**Your goal**
Through the last line of the entries, please copy every line exactly, starting with the one that contains "Please locate the yakisoba noodle.".

**Provided entries**
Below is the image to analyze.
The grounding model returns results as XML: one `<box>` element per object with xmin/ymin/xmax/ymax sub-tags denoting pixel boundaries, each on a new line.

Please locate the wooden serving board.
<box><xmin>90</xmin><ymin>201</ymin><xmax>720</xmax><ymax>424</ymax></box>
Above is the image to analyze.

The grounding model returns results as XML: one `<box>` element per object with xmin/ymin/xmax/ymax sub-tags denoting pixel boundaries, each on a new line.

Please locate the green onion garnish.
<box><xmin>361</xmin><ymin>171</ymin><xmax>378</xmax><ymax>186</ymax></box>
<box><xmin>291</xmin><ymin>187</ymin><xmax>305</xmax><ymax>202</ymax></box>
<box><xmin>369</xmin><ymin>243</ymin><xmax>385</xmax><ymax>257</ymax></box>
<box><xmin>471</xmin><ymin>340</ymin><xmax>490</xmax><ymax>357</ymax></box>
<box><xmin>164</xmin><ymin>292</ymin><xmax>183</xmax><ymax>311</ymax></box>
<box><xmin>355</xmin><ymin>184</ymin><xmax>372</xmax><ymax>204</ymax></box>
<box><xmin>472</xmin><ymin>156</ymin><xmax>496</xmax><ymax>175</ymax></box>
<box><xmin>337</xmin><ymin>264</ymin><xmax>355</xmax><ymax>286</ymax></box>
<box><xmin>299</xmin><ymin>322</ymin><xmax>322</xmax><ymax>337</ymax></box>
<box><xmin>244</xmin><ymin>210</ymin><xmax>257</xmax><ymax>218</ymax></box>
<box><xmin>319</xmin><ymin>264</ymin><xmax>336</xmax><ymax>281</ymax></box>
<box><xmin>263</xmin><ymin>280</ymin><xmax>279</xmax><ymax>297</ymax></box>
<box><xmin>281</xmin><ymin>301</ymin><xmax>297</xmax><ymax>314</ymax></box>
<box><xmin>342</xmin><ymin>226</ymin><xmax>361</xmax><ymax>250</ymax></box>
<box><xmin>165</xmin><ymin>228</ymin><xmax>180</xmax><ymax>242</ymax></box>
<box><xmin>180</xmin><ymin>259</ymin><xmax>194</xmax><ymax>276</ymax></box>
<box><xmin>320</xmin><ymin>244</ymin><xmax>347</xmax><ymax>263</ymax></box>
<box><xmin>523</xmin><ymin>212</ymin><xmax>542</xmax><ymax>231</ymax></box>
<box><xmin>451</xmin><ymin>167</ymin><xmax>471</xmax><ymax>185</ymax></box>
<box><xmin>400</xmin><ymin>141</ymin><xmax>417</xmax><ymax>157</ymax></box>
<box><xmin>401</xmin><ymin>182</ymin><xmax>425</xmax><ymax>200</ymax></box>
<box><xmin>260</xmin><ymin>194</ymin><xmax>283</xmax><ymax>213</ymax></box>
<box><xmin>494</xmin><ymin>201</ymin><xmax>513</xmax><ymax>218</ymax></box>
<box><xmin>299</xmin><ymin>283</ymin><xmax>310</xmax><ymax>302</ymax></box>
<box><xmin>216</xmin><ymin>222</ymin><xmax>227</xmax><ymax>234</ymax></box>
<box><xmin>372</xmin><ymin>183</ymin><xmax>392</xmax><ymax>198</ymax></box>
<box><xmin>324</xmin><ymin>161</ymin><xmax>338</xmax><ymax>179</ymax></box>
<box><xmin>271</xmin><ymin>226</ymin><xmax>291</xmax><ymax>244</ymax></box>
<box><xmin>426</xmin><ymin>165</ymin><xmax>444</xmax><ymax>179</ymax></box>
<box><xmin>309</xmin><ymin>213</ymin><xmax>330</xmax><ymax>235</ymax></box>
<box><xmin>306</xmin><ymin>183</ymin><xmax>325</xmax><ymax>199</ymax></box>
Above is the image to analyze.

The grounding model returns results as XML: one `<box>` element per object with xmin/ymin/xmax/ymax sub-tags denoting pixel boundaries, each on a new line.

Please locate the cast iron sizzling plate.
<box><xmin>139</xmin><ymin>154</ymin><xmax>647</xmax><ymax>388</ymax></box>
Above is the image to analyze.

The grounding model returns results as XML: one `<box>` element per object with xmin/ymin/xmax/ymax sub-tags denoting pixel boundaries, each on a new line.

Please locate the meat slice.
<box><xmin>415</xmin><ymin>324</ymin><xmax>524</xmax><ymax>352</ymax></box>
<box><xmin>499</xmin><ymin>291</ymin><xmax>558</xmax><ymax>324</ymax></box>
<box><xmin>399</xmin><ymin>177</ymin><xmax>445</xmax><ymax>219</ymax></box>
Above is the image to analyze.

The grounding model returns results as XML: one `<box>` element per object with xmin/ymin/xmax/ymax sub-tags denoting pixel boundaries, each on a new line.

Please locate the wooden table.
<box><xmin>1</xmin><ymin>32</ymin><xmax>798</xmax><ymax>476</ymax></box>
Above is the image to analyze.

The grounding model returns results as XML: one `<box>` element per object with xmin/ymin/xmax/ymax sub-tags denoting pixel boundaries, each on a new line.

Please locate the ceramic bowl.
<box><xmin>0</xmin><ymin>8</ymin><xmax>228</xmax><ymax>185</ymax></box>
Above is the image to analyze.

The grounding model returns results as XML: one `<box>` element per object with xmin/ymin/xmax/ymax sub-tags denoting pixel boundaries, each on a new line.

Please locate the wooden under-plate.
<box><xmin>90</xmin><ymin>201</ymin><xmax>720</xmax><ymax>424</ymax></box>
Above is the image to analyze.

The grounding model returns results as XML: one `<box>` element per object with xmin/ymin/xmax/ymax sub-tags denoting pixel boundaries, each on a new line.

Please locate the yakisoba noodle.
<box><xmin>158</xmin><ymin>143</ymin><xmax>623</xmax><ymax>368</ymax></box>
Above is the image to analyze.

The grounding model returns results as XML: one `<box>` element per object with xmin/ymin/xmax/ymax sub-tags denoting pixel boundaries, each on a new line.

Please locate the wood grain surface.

**Solution to the exercise**
Please locate the yakisoba noodle.
<box><xmin>158</xmin><ymin>143</ymin><xmax>623</xmax><ymax>368</ymax></box>
Above is the image to analyze.

The grounding model returns results as XML: one `<box>` element per object with xmin/ymin/xmax/ymax sub-tags denoting pixel boundaries, each on a new line.

Please locate the wood grain surface.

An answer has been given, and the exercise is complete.